WHAT THE EXERCISE ASKS >> Rewrite the items with "innermost point" replaced by "most central point" wherever it appears, keeping everything else unchanged. Leave the pictures out of your answer.

EXTRACTED ENTRIES >>
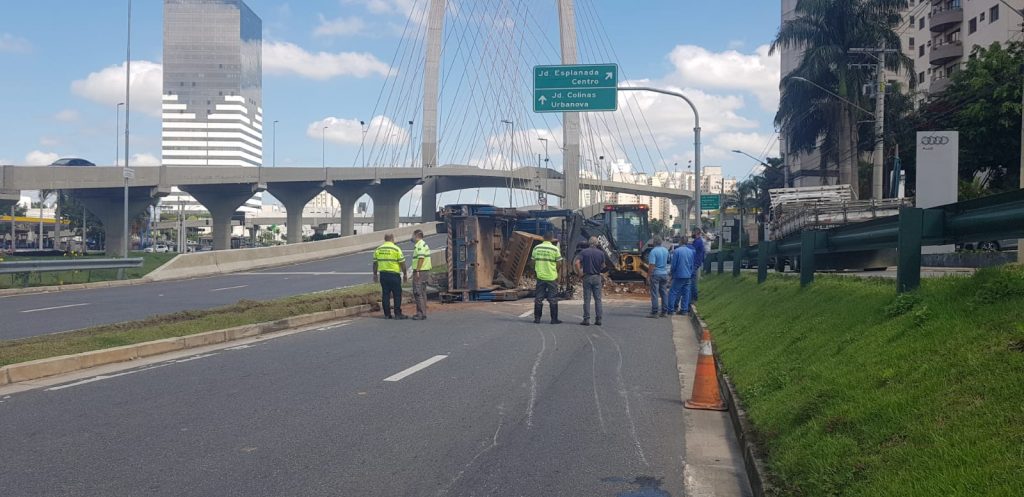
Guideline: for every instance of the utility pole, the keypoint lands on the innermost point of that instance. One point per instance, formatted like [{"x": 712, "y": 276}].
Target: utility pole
[
  {"x": 878, "y": 158},
  {"x": 126, "y": 171},
  {"x": 1020, "y": 242},
  {"x": 721, "y": 217},
  {"x": 275, "y": 143}
]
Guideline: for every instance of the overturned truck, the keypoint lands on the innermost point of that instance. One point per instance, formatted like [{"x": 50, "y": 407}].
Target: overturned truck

RESULT OF THIS TASK >>
Guideline: for every instance of the utility pole, the keypoint lands on the most central point of that instance. One point per instance, formatted like [{"x": 712, "y": 276}].
Target: utility pole
[
  {"x": 878, "y": 158},
  {"x": 126, "y": 171},
  {"x": 1020, "y": 242},
  {"x": 721, "y": 217},
  {"x": 275, "y": 143}
]
Guideline: for every instance of the overturned truck, the keypoint lands on the most central point of that instance. One point per instance, formatted like [{"x": 50, "y": 407}].
Target: overturned truck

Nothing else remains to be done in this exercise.